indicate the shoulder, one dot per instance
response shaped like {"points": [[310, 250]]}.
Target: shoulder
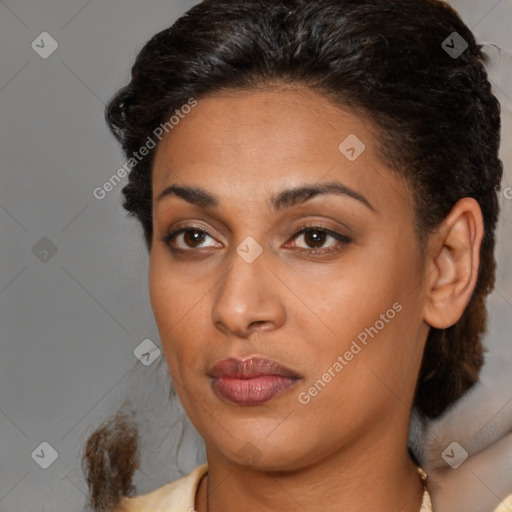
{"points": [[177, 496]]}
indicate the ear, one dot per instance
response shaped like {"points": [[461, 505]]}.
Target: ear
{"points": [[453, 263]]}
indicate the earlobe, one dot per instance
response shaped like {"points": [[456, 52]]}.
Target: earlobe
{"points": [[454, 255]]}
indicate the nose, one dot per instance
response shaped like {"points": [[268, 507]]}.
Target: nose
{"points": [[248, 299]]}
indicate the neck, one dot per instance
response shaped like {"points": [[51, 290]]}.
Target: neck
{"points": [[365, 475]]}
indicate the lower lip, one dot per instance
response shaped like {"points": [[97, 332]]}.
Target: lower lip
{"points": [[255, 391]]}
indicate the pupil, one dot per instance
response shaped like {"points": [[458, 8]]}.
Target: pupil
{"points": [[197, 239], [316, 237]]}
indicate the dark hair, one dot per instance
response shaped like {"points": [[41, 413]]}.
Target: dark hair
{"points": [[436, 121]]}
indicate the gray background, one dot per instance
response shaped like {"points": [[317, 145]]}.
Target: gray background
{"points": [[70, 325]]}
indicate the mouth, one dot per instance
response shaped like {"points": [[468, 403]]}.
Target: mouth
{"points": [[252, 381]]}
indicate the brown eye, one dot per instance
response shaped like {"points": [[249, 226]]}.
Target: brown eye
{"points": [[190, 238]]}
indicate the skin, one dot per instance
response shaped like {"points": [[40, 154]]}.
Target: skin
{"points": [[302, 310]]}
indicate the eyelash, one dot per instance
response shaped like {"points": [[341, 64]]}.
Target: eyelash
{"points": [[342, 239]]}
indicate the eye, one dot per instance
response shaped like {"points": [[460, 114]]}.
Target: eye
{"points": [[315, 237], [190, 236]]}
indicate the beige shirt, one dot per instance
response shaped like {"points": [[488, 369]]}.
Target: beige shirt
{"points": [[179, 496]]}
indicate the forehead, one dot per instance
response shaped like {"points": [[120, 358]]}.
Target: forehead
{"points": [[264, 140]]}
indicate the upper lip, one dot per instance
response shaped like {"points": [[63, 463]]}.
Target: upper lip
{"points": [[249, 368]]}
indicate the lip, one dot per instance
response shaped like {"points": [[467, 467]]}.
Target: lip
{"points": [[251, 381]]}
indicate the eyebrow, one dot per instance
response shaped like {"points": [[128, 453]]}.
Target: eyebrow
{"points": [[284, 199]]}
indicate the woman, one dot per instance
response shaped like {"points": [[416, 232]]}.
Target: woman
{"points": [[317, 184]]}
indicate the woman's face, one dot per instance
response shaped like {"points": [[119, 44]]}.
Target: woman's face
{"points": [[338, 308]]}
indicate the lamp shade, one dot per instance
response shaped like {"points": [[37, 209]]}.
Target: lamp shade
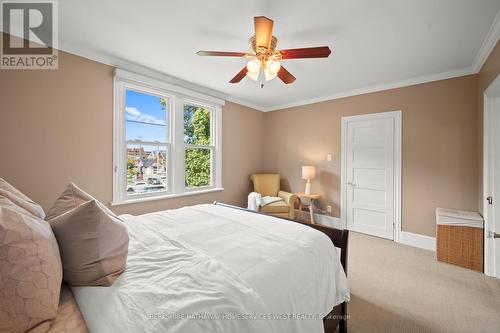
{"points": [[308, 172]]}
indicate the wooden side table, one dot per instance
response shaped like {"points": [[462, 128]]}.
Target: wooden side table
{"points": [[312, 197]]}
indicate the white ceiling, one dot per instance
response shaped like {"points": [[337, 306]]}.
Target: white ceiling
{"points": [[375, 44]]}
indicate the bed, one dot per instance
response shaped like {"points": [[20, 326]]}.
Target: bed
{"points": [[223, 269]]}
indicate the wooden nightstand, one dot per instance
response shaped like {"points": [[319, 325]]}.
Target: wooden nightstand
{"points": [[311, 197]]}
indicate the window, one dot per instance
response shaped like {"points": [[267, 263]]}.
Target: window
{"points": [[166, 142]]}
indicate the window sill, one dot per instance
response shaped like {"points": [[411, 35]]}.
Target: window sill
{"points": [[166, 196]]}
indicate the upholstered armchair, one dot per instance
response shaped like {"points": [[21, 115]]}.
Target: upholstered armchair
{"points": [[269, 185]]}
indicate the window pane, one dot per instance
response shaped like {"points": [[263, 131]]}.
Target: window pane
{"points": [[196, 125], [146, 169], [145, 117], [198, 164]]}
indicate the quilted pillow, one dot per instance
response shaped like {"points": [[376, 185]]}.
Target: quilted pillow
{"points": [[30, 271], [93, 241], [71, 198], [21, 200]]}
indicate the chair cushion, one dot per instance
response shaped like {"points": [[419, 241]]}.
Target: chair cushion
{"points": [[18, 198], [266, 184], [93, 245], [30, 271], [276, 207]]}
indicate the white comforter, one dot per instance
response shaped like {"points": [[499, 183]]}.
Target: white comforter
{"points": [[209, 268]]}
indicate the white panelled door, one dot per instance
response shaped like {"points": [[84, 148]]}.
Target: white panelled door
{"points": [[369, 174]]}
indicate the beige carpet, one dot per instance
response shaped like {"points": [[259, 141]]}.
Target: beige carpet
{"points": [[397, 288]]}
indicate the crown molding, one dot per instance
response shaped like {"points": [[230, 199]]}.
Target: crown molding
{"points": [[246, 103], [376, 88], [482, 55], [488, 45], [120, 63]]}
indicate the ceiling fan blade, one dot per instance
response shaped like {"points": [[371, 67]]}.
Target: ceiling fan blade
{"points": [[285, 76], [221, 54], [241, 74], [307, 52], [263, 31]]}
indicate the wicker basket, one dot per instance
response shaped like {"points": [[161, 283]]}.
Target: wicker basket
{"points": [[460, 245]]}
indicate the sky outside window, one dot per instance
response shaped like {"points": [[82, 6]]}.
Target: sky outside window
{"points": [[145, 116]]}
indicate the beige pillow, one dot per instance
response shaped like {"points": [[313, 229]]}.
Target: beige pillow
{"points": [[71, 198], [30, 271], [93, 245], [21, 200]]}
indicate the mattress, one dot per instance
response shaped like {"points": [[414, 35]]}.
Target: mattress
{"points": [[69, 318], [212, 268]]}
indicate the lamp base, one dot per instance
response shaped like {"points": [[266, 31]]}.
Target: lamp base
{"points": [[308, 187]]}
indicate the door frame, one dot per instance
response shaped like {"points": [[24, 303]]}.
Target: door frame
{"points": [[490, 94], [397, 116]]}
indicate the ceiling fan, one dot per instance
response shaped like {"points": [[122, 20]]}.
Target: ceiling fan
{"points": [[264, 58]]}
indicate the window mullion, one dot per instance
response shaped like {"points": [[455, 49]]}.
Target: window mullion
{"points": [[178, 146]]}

* Requirement
Copy the records word for word, leaving no picture in the copy.

* Output
indicate the shoulder, one dot per instance
response shaped like {"points": [[310, 250]]}.
Target: shoulder
{"points": [[177, 496]]}
indicate the ear, one dot per instance
response shaped like {"points": [[461, 505]]}.
Target: ear
{"points": [[453, 263]]}
indicate the earlobe, one dot per instance
response shaped like {"points": [[456, 52]]}.
Target: earlobe
{"points": [[454, 255]]}
indicate the nose, one dot per instance
response shaped like {"points": [[268, 507]]}.
Target: nose
{"points": [[248, 299]]}
indicate the neck, one dot per instance
response shaped like {"points": [[51, 290]]}.
Target: neck
{"points": [[365, 475]]}
indicate the lower lip, one dot per instance
response shaped like {"points": [[97, 332]]}.
Target: lower lip
{"points": [[255, 391]]}
indicate the pupil, one dot per instance
response shaped like {"points": [[458, 8]]}.
Target: pupil
{"points": [[197, 239], [316, 237]]}
indicate the dark hair, one dot per instance
response shaped like {"points": [[41, 413]]}.
Target: dark hair
{"points": [[436, 121]]}
indicate the gray background, one dot per instance
response shaped like {"points": [[317, 145]]}.
Target: gray background
{"points": [[70, 325]]}
indicate the mouth, one dot per instance
response shaped like {"points": [[468, 403]]}.
Target: mouth
{"points": [[252, 381]]}
indicate the brown eye, one dot per instance
response shaped like {"points": [[249, 226]]}.
Target: brown eye
{"points": [[190, 238]]}
indicate the skin, one dot per instance
response shaped like {"points": [[40, 154]]}.
Target: skin
{"points": [[302, 310]]}
indicate the eyelash, one dot per instance
response shaped like {"points": [[341, 64]]}.
Target: eyelash
{"points": [[342, 239]]}
indicate the eye, one dot per instance
response shaped like {"points": [[460, 114]]}.
Target: eye
{"points": [[315, 237], [190, 236]]}
indicate the beige shirt, one dot per instance
response shaped like {"points": [[488, 369]]}.
Target: beige shirt
{"points": [[179, 496]]}
indicate the forehead, one dot per instance
response shaped like {"points": [[120, 358]]}.
Target: forehead
{"points": [[264, 140]]}
indicate the upper lip, one dot per instance
response shaped like {"points": [[63, 463]]}.
Target: upper lip
{"points": [[249, 368]]}
indicate the lip, one dot per instance
response shaped like {"points": [[467, 467]]}.
Target: lip
{"points": [[251, 381]]}
indicate the eyebrow, one dot per instance
response shaped like {"points": [[128, 453]]}.
Target: eyebrow
{"points": [[284, 199]]}
indicate the woman, one dot per instance
response shaped like {"points": [[416, 232]]}.
Target: woman
{"points": [[317, 184]]}
indicate the woman's face, one dot per instance
response shaped like {"points": [[119, 44]]}.
Target: woman's face
{"points": [[338, 308]]}
indicate the lamp shade, one dot per instance
response shaped like {"points": [[37, 209]]}.
Target: lamp shade
{"points": [[308, 172]]}
indicate the wooden side table, one dot per instance
response shaped like {"points": [[462, 128]]}.
Target: wooden side table
{"points": [[312, 197]]}
indicate the white ceiling, one dot per instance
response shaped like {"points": [[337, 306]]}.
Target: white ceiling
{"points": [[375, 44]]}
indicate the bed, one dot per instance
response shaped like {"points": [[20, 326]]}.
Target: bed
{"points": [[223, 269]]}
indicate the wooden nightstand, one dot per instance
response shaped like {"points": [[319, 325]]}.
Target: wooden nightstand
{"points": [[311, 197]]}
indicate the window, one dot per instance
response shaped like {"points": [[267, 263]]}.
Target: window
{"points": [[166, 142]]}
indicate the window sill, one dot per instance
response shaped like {"points": [[411, 35]]}.
Target: window sill
{"points": [[166, 196]]}
indicate the upholstered armchair, one dot per instance
response shaped like {"points": [[21, 115]]}.
Target: upholstered armchair
{"points": [[269, 185]]}
indicate the window pane, one dot per instance
response shaped like {"points": [[263, 131]]}.
Target: window pane
{"points": [[196, 125], [146, 169], [145, 117], [198, 164]]}
indicate the quilted pillow, one dot per instance
response shaped like {"points": [[376, 185]]}.
Target: quilted pillow
{"points": [[30, 271], [93, 241], [71, 198], [21, 200]]}
indicate the chair cushion, one dot per instance
response shaped like {"points": [[419, 241]]}.
Target: chair cushion
{"points": [[18, 198], [266, 184], [93, 245], [30, 271], [276, 207]]}
indicate the white comforter, one dot per instance
response shaped like {"points": [[499, 183]]}.
Target: white comforter
{"points": [[209, 268]]}
indicate the white panelled door, one dot per instance
response shaped like {"points": [[84, 148]]}.
Target: white panelled door
{"points": [[369, 174]]}
indicate the beige carpet, one dot per instance
response shaped like {"points": [[259, 141]]}.
Target: beige carpet
{"points": [[397, 288]]}
indicate the crown molding, one dot per instance
response shaped like {"points": [[230, 199]]}.
Target: crown molding
{"points": [[246, 103], [376, 88], [482, 55], [488, 45], [120, 63]]}
indicate the ceiling fan blade, one dot per instance
response shaped like {"points": [[371, 67]]}.
Target: ceiling fan blade
{"points": [[285, 76], [221, 54], [241, 74], [307, 52], [263, 31]]}
indicate the wicker basket, one dot per instance
response shaped like {"points": [[161, 283]]}.
Target: wicker basket
{"points": [[460, 245]]}
indicate the sky outside window, one dot per instance
response shaped like {"points": [[82, 6]]}.
Target: sky outside window
{"points": [[145, 116]]}
indicate the beige pillow, one dot per instance
response shaped like {"points": [[313, 229]]}.
Target: beige pillow
{"points": [[71, 198], [30, 271], [93, 245], [21, 200]]}
indicate the mattress, one dot per instance
response shaped like {"points": [[414, 35]]}.
Target: mattress
{"points": [[69, 318], [212, 268]]}
indicate the lamp base, one dot per instance
response shaped like {"points": [[266, 31]]}.
Target: lamp base
{"points": [[308, 187]]}
indicate the door frame, one dot per instance
response shaped like {"points": [[24, 303]]}.
Target: door frame
{"points": [[490, 94], [397, 116]]}
indicate the ceiling fan, one dot per instance
response shaped like {"points": [[122, 20]]}.
Target: ceiling fan
{"points": [[264, 58]]}
indicate the window mullion, one dot per instance
response shaped like {"points": [[455, 49]]}.
Target: window mullion
{"points": [[178, 146]]}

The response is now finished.